» RECORDS PROVIDED:
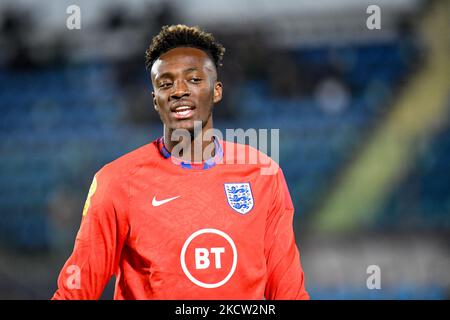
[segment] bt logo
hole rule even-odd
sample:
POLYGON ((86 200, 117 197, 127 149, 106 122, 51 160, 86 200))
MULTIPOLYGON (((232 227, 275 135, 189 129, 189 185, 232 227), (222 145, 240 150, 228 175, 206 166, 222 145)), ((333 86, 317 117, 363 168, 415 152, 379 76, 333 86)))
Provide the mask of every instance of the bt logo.
POLYGON ((184 274, 203 288, 217 288, 236 270, 237 250, 233 239, 217 229, 201 229, 185 241, 180 255, 184 274))

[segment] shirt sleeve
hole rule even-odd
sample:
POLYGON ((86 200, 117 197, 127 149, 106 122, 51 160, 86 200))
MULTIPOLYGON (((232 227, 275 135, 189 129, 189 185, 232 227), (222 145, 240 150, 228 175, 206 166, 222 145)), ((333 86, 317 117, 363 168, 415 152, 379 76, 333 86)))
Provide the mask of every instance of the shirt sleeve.
POLYGON ((58 277, 53 300, 99 299, 118 269, 127 234, 124 186, 100 170, 92 181, 73 252, 58 277))
POLYGON ((294 206, 281 169, 273 189, 273 202, 267 216, 265 255, 268 300, 309 299, 293 230, 294 206))

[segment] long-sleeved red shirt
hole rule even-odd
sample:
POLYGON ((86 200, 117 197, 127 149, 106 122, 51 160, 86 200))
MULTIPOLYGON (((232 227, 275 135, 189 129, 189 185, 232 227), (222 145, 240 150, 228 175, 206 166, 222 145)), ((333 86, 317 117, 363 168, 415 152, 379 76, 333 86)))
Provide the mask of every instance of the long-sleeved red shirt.
POLYGON ((113 275, 114 299, 308 299, 281 169, 216 149, 186 164, 158 139, 97 172, 53 299, 98 299, 113 275))

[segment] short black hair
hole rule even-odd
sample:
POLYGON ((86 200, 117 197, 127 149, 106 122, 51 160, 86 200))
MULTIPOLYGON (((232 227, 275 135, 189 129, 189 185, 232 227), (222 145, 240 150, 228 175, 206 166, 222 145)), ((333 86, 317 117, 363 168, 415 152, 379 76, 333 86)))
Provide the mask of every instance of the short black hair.
POLYGON ((214 62, 216 69, 222 66, 225 47, 214 39, 211 33, 198 26, 188 27, 183 24, 164 26, 153 37, 145 51, 145 67, 150 70, 153 63, 165 52, 177 47, 193 47, 203 50, 214 62))

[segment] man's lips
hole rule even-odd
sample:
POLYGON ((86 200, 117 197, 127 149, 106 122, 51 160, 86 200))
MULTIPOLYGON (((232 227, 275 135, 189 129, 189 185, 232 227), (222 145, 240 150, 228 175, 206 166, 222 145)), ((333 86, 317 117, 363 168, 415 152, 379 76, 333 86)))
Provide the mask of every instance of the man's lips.
POLYGON ((194 114, 195 105, 191 101, 177 101, 175 102, 170 111, 177 119, 187 119, 194 114))

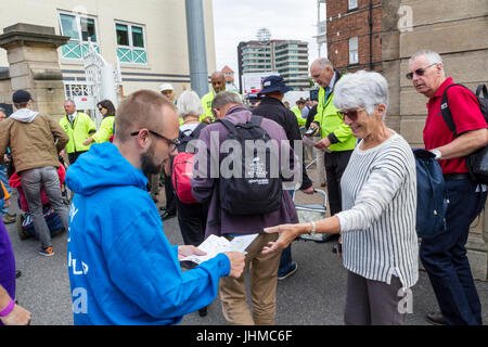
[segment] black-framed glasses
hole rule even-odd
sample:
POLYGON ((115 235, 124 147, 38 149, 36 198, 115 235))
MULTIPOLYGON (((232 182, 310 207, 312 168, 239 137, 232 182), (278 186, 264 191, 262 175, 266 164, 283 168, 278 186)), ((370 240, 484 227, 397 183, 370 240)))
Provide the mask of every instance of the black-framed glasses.
POLYGON ((347 116, 350 120, 356 121, 356 119, 358 119, 359 112, 361 111, 364 111, 364 108, 355 108, 351 111, 338 111, 337 114, 343 119, 345 119, 345 117, 347 116))
MULTIPOLYGON (((157 133, 156 131, 153 131, 153 130, 150 130, 150 129, 146 129, 146 130, 147 130, 150 133, 154 134, 155 137, 165 140, 165 141, 168 143, 169 149, 171 150, 171 152, 175 152, 175 150, 178 149, 178 146, 180 145, 180 140, 179 140, 179 139, 170 140, 170 139, 168 139, 167 137, 164 137, 164 136, 162 136, 160 133, 157 133)), ((131 136, 131 137, 137 137, 141 131, 142 131, 142 130, 131 132, 130 136, 131 136)))
POLYGON ((407 79, 413 79, 413 74, 415 74, 416 76, 424 76, 424 74, 425 74, 425 72, 427 70, 427 68, 429 68, 429 67, 432 67, 432 66, 434 66, 434 65, 437 65, 437 64, 439 64, 439 63, 434 63, 434 64, 431 64, 431 65, 428 65, 427 67, 424 67, 424 68, 418 68, 418 69, 415 69, 413 73, 408 73, 406 76, 407 76, 407 79))

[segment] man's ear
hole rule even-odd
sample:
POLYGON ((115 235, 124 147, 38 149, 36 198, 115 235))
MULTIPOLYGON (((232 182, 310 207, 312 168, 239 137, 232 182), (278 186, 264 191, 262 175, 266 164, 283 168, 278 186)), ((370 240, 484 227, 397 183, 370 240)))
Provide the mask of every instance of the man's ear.
POLYGON ((147 130, 141 130, 139 131, 139 134, 137 136, 137 141, 138 141, 138 145, 141 149, 144 149, 149 145, 150 140, 150 136, 149 136, 149 131, 147 130))

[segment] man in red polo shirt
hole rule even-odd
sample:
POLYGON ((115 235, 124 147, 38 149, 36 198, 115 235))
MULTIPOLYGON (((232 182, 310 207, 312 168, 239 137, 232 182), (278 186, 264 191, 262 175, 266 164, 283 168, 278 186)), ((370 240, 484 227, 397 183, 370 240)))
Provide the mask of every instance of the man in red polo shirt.
POLYGON ((481 305, 473 281, 465 244, 470 226, 481 211, 486 187, 472 181, 464 157, 488 144, 488 125, 476 97, 467 89, 449 88, 448 103, 459 137, 449 130, 441 114, 441 99, 447 78, 440 55, 422 50, 409 62, 407 78, 421 94, 428 98, 428 115, 424 128, 425 149, 436 155, 446 180, 449 206, 447 230, 438 236, 423 239, 422 264, 439 303, 441 313, 427 314, 434 324, 483 324, 481 305))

» AIM OF THE TASK: Pick out every row above that contains the string "sleeved", and copy each one in full. Match case exactly.

» ANSWER TO THE EXERCISE:
[segment] long-sleeved red shirt
Provide the mask of every instance of the long-sleeved red shirt.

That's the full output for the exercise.